**Set exercise:** Reproduce the records below, replacing every occurrence of "photo" with "image" and leaving all other text as it is. Leave out the pictures.
— Start Material for the task —
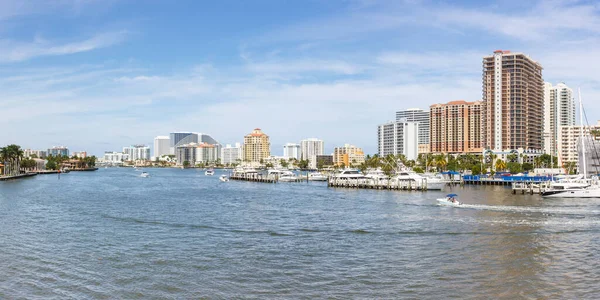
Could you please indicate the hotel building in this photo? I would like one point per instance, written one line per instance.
(513, 102)
(348, 155)
(559, 110)
(399, 137)
(456, 127)
(422, 117)
(256, 146)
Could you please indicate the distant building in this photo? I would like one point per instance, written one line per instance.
(398, 137)
(162, 146)
(115, 157)
(137, 152)
(323, 160)
(348, 155)
(232, 154)
(559, 110)
(420, 116)
(81, 154)
(513, 102)
(456, 127)
(291, 150)
(309, 149)
(58, 150)
(569, 142)
(37, 153)
(256, 146)
(195, 153)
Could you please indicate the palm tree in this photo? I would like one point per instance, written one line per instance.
(500, 165)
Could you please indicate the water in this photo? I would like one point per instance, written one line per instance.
(179, 234)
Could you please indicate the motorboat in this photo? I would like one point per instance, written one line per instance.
(317, 176)
(424, 182)
(449, 200)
— End Material for the task —
**Task answer:**
Could you please indicate the hotel building in this image? I would like one point per instance, written one line per instance.
(513, 102)
(348, 155)
(559, 110)
(399, 137)
(456, 127)
(422, 117)
(256, 146)
Could you please indicate the distant building in this image? I would like one point per instance, written one line per instance.
(398, 137)
(162, 146)
(115, 157)
(137, 152)
(323, 160)
(348, 155)
(232, 154)
(559, 110)
(420, 116)
(81, 154)
(513, 102)
(456, 127)
(291, 150)
(309, 149)
(58, 150)
(569, 142)
(37, 153)
(256, 146)
(195, 153)
Could you please indicate the palm tree in this image? I would like one point per instance, written one line per instance.
(500, 165)
Could you please indicate the water in this image? I would like one point per instance, written one line per instance.
(179, 234)
Could you please indicate the motorboat in this image? I would like one point per instance, written one line per instance.
(317, 176)
(424, 182)
(449, 200)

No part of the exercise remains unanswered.